Material:
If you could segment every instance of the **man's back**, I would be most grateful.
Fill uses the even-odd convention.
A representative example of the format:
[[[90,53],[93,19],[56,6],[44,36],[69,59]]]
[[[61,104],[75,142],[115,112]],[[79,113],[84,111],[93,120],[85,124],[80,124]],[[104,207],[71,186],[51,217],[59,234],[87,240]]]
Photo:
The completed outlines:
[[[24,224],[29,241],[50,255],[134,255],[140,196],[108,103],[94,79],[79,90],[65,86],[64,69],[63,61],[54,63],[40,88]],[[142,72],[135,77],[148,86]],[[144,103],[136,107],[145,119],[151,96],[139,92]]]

Task brief: Rewrite every row above as a numbered list, leaving out any blank lines.

Problem solution:
1. If you could segment every instance of the **man's back**, I would be most grateful.
2. Fill uses the even-odd convention.
3. A representative example of the format:
4. [[[90,53],[93,19],[56,6],[44,36],[69,59]]]
5. [[[61,104],[75,142],[115,112]],[[79,113],[84,111],[93,120],[85,124],[80,124]],[[104,207],[71,186],[51,217],[59,234],[87,240]]]
6. Photo:
7. The completed outlines:
8. [[[24,224],[29,241],[50,255],[134,255],[140,196],[108,103],[94,79],[79,90],[65,86],[64,69],[63,61],[54,63],[40,88]],[[142,72],[135,77],[148,86]],[[144,103],[136,107],[145,119],[151,96],[139,92]]]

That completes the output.